→ WRITTEN EXERCISE:
Turn the lines of every item below into a numbered list, leaving out any blank lines.

→ WORKING DATA:

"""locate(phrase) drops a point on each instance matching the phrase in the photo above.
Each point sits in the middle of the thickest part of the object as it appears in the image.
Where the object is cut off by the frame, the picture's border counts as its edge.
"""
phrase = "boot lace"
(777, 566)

→ FULL OUTPUT:
1. """locate(phrase) drops a point on each instance matching the phrase in the photo above.
2. Each point sits in the middle of the thickest part of the object as it appears in the image.
3. Where the object is cut off by the frame, the picture's border counts as its edge.
4. """
5. phrase = "boot lace"
6. (777, 566)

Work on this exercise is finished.